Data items
□ □ □ □ □ □ □

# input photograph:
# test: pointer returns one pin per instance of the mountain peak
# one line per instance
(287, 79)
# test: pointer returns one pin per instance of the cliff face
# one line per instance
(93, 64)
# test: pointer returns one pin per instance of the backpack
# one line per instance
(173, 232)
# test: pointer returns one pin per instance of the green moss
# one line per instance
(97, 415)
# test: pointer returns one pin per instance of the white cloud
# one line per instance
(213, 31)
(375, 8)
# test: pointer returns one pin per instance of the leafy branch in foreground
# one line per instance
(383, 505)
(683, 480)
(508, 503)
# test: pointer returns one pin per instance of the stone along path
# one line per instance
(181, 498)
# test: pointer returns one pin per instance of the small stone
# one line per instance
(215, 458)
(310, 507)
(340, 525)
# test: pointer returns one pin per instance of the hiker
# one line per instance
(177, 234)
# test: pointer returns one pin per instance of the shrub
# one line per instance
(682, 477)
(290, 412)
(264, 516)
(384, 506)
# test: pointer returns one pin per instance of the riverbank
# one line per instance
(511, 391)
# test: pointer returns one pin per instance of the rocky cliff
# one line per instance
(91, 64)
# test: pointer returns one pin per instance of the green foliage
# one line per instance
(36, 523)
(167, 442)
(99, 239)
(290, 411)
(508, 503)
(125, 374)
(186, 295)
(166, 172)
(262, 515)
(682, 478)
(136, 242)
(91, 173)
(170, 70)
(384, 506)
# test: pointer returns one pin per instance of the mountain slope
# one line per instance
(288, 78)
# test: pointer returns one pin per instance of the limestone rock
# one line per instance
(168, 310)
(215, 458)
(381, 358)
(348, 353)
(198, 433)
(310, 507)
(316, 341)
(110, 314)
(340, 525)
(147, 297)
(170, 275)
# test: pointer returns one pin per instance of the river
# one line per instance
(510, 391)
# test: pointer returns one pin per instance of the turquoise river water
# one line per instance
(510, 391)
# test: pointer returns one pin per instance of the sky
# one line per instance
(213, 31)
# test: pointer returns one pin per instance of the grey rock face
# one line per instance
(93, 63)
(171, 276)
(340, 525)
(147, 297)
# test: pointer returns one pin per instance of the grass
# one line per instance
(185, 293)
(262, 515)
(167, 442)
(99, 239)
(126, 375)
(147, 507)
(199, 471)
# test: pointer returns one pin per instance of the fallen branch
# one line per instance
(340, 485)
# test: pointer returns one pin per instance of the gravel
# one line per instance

□ □ □ □ □ □ □

:: What is needed ::
Each line above with the word "face" must be returned.

:: Exercise result ::
# test: pointer returns one pin per instance of the cliff face
# test: pointer returns one pin per instance of the grey rock face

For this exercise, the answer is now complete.